(Recorded data)
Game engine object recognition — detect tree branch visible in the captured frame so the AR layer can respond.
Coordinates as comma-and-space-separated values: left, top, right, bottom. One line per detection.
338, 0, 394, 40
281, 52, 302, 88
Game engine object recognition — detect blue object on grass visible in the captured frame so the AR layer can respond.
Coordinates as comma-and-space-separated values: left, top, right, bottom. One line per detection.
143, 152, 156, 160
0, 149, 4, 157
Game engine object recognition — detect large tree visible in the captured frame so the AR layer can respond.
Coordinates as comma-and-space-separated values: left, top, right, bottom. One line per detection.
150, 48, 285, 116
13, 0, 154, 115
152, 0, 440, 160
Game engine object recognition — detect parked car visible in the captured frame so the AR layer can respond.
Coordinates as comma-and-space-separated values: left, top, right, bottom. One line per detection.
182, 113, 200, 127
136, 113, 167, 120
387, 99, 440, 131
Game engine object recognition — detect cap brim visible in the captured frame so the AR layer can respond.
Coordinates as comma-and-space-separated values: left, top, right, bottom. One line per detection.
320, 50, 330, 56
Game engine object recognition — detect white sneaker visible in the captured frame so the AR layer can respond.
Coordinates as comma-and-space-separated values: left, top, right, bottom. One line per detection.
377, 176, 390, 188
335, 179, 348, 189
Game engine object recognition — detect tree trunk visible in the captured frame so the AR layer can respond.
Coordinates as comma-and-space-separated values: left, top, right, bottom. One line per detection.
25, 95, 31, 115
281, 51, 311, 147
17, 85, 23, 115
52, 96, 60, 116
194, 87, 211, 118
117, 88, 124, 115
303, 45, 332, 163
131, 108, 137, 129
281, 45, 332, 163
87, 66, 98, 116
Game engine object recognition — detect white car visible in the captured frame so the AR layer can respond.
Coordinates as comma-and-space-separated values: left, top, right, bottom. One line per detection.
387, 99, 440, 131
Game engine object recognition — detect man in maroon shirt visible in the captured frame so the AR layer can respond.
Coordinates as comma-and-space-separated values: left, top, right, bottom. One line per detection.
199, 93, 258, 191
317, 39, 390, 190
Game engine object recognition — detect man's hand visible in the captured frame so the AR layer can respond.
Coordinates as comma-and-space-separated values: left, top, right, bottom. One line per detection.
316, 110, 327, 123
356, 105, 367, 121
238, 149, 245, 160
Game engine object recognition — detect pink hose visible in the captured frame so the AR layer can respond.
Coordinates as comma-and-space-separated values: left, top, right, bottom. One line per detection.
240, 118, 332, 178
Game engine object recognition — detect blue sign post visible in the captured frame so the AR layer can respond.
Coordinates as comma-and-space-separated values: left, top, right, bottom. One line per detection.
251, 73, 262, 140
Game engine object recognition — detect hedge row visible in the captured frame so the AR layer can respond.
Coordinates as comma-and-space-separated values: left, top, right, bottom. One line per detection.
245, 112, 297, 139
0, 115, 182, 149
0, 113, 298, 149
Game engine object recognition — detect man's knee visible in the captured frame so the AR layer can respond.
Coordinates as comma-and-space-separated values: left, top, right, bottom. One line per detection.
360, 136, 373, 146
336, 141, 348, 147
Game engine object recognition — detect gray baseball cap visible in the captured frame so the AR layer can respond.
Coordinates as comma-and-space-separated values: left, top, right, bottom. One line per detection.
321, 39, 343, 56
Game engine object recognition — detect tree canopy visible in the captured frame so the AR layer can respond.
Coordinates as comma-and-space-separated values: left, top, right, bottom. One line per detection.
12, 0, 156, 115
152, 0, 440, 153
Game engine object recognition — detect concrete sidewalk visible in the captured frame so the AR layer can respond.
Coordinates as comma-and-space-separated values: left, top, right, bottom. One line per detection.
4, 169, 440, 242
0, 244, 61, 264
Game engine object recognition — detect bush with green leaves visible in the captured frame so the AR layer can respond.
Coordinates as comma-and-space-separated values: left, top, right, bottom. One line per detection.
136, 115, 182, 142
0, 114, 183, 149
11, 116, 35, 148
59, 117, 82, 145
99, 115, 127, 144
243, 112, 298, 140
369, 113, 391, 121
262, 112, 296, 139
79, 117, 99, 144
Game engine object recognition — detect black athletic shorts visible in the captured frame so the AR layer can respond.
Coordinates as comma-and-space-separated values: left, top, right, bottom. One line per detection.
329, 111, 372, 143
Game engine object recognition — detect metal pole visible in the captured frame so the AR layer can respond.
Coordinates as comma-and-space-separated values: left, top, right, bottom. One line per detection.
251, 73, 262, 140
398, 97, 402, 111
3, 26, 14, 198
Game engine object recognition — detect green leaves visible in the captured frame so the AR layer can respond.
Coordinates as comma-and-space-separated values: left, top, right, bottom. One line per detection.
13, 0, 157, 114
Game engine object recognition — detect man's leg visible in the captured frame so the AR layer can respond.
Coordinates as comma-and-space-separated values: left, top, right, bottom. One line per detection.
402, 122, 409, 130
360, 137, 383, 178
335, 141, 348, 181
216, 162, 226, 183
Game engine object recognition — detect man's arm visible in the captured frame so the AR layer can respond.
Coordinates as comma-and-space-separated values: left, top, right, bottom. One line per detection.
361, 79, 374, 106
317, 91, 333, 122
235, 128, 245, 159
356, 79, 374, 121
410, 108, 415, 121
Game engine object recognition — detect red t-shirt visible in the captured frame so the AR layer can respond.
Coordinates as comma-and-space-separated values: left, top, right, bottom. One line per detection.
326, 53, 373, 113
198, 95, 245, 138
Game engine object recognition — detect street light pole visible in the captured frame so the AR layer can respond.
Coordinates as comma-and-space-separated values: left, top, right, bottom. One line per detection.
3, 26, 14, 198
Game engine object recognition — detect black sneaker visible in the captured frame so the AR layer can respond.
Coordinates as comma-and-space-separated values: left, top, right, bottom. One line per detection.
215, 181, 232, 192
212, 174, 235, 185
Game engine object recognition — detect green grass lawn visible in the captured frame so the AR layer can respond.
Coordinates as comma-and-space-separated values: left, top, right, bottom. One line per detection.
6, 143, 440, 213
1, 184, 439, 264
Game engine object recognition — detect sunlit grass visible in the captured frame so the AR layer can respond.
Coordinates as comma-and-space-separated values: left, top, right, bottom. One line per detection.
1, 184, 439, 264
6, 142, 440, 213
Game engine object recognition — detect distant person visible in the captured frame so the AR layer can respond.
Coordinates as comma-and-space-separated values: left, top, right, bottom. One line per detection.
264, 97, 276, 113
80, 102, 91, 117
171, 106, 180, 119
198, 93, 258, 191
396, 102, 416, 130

_PROBLEM TO SOLVE_: Output, please, only the lines running from the start of the entries through the line that contains "Game engine object recognition — detect blue object", including both of those lines.

_WRITTEN RESPONSE_:
Game engine object recognition — detect tree branch visible in the captured frame so the AR layer can respond.
Coordinates as comma-and-space-separated values: left, top, right, bottom. One line per detection.
338, 0, 394, 40
281, 52, 302, 88
Game engine object recognition — detect blue object on grass visible in the captured frame so the AR layer can respond.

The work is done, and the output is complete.